Enabling poor rural people
to overcome poverty



GRAIN and the Economic Research Foundation, Rick Rowden (2011)

In recent years developing countries such as China and India too have joined in the process of multinational agribusiness companies acquiring prime agricultural land in developing countries. This paper explores the role of Indian agricultural companies that have been involved in the recent trend of large-scale overseas acquisitions of farmland.

The process of multinational agribusiness companies from Europe and the United States acquiring prime agricultural land in developing countries to grow cash crops and biofuels has been going on for some time now. In recent years, developing countries such as China and India too have joined in in this process. In the case of Indian companies, a part of the reason for such acquisition has to do with the strategy of ensuring domestic food security.

In this paper, Rick Rowden, provides some startling insights into this process and the explicit and implicit encouragement provided by the Government of India. By far, Africa, South America are seen as the promising new destinations for such land purchase and lease arrangements.

Based on data provided by governments in East African region, Rowden finds that more than 80 Indian companies have invested about $2.4 billion in buying or leasing huge plantations in countries like Ethiopia, Kenya, Madagascar, Senegal and Mozambique. Food grains and other cash crops that are to be grown on the land are meant for the global market, and in some cases specifically for the Indian market. 

Among the various factors driving this process, Rowden notes that both ‘push factors’ as well as ‘pull factors’ have played significant roles. Other than food security concerns, the allure of much cheaper land and the promise of more abundant water sources in these locations are the major ‘push factors’ that have driven these investments. The Indian government, for its part, has both facilitated and encouraged such investment, while the Eximbank has provided concessional lines of credit and soft loans to African governments as well as to Indian companies engaged in such transactions.

Record set:
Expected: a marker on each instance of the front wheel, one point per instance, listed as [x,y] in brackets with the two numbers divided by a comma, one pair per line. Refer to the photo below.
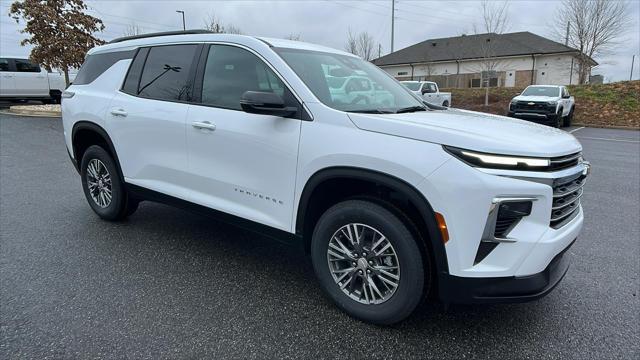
[102,186]
[368,262]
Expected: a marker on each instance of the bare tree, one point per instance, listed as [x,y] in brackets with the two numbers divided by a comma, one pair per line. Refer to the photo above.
[214,24]
[60,32]
[495,21]
[361,44]
[594,28]
[132,30]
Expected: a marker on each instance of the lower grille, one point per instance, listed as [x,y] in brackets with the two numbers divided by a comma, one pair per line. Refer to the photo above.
[566,199]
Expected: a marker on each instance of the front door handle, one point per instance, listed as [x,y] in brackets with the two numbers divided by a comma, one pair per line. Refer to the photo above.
[118,112]
[206,125]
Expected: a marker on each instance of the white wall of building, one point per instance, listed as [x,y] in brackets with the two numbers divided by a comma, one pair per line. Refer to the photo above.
[550,69]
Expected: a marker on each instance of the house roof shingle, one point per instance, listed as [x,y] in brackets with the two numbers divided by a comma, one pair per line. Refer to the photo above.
[472,47]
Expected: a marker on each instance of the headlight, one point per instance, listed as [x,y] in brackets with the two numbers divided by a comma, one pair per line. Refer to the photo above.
[495,161]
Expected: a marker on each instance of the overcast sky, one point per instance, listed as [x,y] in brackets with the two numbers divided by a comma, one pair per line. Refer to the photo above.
[327,22]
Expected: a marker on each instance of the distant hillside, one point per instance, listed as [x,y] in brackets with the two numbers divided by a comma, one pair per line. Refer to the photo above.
[604,105]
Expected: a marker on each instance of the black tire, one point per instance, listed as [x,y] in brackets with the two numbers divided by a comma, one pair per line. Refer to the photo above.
[409,291]
[569,119]
[120,205]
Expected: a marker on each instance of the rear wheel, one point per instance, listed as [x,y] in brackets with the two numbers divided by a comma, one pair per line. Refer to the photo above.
[368,262]
[102,186]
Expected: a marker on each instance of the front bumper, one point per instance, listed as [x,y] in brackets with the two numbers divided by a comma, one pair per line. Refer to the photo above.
[459,290]
[543,118]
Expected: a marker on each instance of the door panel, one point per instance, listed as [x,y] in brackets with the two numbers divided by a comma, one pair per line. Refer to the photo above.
[150,135]
[147,122]
[246,165]
[240,163]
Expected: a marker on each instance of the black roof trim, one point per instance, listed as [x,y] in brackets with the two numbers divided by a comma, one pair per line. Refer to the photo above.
[164,33]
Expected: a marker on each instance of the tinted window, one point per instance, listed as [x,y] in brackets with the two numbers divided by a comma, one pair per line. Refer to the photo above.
[550,91]
[231,71]
[26,66]
[132,81]
[95,65]
[166,72]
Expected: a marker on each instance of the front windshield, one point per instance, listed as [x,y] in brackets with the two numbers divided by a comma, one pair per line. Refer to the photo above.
[549,91]
[411,85]
[348,83]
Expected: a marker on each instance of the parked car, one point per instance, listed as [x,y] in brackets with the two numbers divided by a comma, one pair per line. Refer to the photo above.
[429,91]
[23,80]
[545,104]
[391,201]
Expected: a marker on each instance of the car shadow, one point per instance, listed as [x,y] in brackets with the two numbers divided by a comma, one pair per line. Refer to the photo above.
[201,245]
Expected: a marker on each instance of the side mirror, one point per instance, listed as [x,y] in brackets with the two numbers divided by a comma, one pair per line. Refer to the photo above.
[265,103]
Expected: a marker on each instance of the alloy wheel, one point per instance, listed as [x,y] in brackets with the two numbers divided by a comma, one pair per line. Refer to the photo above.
[99,183]
[363,263]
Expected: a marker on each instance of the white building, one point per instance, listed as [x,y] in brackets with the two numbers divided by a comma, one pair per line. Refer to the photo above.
[514,59]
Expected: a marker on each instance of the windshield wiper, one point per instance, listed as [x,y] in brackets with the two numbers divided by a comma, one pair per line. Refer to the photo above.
[411,109]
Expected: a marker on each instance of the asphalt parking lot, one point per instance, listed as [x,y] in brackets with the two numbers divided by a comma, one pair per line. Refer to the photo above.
[170,284]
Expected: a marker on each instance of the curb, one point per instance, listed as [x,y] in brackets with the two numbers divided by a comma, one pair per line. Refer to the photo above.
[26,112]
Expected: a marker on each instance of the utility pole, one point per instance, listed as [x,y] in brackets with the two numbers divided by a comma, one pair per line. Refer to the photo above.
[184,27]
[393,15]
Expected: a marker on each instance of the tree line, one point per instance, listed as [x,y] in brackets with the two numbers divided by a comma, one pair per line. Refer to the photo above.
[61,32]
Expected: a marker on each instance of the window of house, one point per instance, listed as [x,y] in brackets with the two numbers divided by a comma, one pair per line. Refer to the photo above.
[166,73]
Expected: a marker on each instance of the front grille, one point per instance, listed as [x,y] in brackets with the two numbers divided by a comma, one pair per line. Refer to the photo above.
[564,162]
[537,107]
[566,199]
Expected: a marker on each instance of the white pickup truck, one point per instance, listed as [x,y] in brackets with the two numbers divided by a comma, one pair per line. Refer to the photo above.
[545,104]
[429,91]
[22,80]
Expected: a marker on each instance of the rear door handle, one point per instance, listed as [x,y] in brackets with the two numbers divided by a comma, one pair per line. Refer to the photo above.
[206,125]
[118,112]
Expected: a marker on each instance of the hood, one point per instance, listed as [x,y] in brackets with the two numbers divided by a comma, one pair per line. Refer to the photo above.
[536,98]
[473,131]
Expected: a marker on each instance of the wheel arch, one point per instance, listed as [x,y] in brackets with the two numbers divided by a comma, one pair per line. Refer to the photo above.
[85,134]
[314,201]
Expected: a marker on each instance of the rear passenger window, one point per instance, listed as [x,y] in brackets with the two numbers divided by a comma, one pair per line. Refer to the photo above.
[26,66]
[95,65]
[166,73]
[231,71]
[132,82]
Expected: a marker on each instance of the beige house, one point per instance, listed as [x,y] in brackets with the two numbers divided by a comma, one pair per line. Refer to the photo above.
[510,60]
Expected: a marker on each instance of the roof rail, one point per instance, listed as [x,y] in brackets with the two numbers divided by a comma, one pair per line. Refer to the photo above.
[165,33]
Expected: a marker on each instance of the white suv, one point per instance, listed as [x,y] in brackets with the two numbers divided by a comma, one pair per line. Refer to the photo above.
[392,200]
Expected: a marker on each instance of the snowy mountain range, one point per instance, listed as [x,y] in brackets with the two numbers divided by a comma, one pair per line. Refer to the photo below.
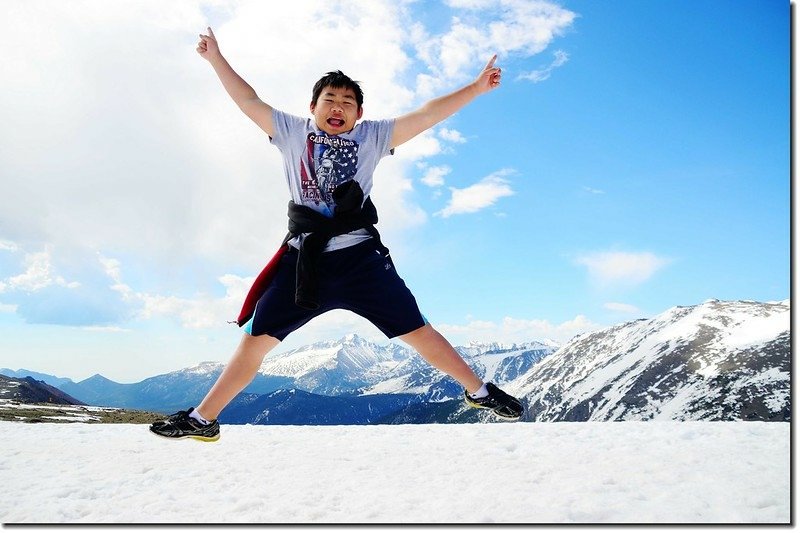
[714,361]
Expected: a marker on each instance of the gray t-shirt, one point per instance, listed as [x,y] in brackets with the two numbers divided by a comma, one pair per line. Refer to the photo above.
[315,163]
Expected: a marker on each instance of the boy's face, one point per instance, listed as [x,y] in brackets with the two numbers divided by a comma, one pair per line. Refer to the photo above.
[336,110]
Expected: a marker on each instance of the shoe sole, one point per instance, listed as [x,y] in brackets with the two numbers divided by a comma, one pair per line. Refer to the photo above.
[498,415]
[215,438]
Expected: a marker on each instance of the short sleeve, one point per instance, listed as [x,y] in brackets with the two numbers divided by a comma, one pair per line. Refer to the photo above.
[285,126]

Required action: Carry on the piece about Indian companies buying and leasing farmland abroad, starting right after its last sentence.

Result below:
At the same time, active courting of Indian and other agricultural investors by many governments in the African region has played an equally significant role. Therefore, to an extent, such ‘land grabbing’ has also been made possible by African governments who have typically offered very liberal incentives to foreign investors. The usual justification given is that all this land was surplus or unutilized which will now be used for more efficient and productive cultivation.

Rowden's study provides detailed analysis of several contracts, while focusing on one of the most high profile of recent deals. The latter relates to the acquisition of around 300,000 hectares of land on long lease in the Gambela region of Ethiopia by the Indian company Karuturi Global Ltd. 

While, the claim of ‘idle’ or ‘surplus’ land has been fiercely contested by several local analysts, Rowden points out various negative impacts such land grabs are likely to have or are already having on the local people and the local environment.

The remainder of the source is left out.